→ Prompt
In the text below on the Lizard canary, who produced the Best Lizard at the 1993 National Exhibition, and from what bird?

→ Given text
Pity the poor Lizard canary, a victim of the fleeting beauty of youth. From October to July the Lizard is a real dandy, exquisitely patterned, beautifully presented, and then . . . the glory fades and the precision is lost . . . it becomes an over-year! Over the course of a few weeks it exits the limelight and disappears into the twilight. It seems so unfair – but is it?
You will regularly see comments in articles about the Lizard canary on the lines of ‘the Lizard doesn’t have a large following because it is only a one year show bird’. I think that is nonsense. The Lizard’s transient beauty is part of its attraction; like a rose, you have to appreciate it while it is in bloom. It is good for competition too. No matter how good a bird that someone may have bred one year, everybody starts afresh the next. We don’t suffer the stifling effect of a super bird that hogs the prizes for a number of years, as can happen in some branches of the hobby.
Britain is one of the few countries that provides classes for over-year birds. The classes tend to be small and uninspiring, but occasionally you do come across an exceptional bird that can compete with the youngsters. It is a major challenge: not only must they retain the quality of their markings, but also the darkness of their wings and tail. I can think of a couple that went on to win Best Lizard at All-Lizard shows. It says something about the quality of these birds that I can still visualise them now.
The most obvious problem that over-year Lizards encounter is the loss of black in the wing and tail feathers. These are not shed during the first moult, but they make up for it the following year by growing white tips which stand out against the black vanes. The degree of white varies: some may have only the faintest trace, others a large splash. Some birds become grizzled; others develop a pale band across the wings, or lightness at the root of the tail. I am wary of such birds. Most breeders prefer to see a minimal loss of black because it indicates ‘sound’ stock, but we need to remember that the loss of black at the extremities of a Lizard’s feathers is an inherent feature of the breed; it is the factor that creates spangles, lacings and well-defined rowings. White tips may be unattractive, but they are not a fault if kept within limits.
The deterioration in over-year birds is not limited to the flights and tail. There tends to be a general reduction in the clarity of the spangles and a reduction in the intensity of the rowings; feather quality tends to become coarser; the legs get lighter (particularly in hens), but the beaks become darker. In extreme old age, you will find a significant loss of melanin in some feathers; the equivalent of grey or white hair in humans. That has no effect on a bird’s genetic value, and an old bird will still produce good youngsters if it is pre-potent for quality. Keith Knighton produced the Best Lizard at the 1993 National Exhibition from a hen that was six years old.

→ Extracted information
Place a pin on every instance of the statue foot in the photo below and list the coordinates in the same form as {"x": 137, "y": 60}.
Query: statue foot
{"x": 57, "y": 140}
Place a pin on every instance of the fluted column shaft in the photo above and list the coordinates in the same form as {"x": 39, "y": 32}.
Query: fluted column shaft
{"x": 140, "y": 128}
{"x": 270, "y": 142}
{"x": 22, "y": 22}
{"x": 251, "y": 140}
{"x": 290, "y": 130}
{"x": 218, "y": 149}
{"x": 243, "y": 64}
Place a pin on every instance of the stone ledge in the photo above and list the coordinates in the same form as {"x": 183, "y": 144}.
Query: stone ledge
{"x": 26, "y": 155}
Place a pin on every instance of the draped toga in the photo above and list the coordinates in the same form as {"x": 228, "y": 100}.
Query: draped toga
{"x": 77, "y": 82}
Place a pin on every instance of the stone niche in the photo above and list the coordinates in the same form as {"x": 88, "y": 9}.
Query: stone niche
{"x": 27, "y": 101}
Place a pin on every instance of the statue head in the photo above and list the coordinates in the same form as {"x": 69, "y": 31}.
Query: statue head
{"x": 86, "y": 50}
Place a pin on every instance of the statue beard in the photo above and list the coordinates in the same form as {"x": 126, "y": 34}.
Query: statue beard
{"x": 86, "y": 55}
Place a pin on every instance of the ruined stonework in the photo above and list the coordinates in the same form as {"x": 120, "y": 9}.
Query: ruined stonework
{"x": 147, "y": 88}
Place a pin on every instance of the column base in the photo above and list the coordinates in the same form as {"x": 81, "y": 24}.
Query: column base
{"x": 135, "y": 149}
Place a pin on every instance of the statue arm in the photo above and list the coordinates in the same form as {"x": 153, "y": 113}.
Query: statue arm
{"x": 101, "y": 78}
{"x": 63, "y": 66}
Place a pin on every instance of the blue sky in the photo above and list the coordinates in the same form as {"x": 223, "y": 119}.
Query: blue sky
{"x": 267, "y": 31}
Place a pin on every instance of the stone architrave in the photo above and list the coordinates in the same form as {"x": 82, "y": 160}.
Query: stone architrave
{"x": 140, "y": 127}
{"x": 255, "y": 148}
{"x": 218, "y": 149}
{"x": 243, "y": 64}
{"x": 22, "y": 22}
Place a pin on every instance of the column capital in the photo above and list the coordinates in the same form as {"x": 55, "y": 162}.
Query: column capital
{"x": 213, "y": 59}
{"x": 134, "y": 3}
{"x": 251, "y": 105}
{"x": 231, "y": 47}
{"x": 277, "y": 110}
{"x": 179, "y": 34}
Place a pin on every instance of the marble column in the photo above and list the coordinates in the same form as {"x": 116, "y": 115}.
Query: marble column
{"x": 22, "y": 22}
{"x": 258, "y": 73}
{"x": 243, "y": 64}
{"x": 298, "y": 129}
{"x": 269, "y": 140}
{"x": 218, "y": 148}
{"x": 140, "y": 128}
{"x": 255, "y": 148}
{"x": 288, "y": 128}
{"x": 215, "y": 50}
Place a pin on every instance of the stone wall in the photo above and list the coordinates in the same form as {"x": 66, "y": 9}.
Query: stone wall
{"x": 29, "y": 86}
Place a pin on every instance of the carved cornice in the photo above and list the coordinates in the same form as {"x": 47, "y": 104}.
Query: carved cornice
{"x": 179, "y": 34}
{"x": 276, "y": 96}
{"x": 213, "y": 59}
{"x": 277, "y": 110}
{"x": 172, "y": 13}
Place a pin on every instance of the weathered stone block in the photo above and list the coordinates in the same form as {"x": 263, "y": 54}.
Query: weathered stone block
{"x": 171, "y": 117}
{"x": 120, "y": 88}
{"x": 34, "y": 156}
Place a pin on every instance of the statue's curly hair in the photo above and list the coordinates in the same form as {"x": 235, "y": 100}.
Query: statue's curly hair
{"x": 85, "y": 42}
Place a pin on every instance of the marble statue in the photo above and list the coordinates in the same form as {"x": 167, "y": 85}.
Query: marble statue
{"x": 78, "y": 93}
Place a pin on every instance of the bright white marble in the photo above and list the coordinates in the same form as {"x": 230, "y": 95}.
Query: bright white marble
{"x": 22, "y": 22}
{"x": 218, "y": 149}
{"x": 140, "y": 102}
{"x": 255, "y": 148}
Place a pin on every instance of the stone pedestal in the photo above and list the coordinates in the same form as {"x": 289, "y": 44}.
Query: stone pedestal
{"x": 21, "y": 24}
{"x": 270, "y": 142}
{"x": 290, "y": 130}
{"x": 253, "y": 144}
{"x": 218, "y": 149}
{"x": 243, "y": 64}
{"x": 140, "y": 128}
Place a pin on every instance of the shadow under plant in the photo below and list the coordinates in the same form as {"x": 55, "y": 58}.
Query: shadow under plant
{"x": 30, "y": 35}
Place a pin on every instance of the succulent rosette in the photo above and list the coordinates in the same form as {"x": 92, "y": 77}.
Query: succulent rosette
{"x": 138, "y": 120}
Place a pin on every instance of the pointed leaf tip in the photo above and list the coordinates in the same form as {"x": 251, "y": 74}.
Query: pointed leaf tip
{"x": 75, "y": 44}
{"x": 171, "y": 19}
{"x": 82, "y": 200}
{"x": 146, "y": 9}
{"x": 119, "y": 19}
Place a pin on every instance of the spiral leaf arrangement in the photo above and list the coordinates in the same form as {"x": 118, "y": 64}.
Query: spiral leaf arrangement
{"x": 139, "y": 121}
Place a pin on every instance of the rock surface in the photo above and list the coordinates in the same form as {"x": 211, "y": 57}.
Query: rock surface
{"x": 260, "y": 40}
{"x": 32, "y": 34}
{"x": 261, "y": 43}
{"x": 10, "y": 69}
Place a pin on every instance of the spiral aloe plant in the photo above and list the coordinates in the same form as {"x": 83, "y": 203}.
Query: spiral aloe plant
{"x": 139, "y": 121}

→ Answer area
Keith Knighton produced it from a six-year-old hen.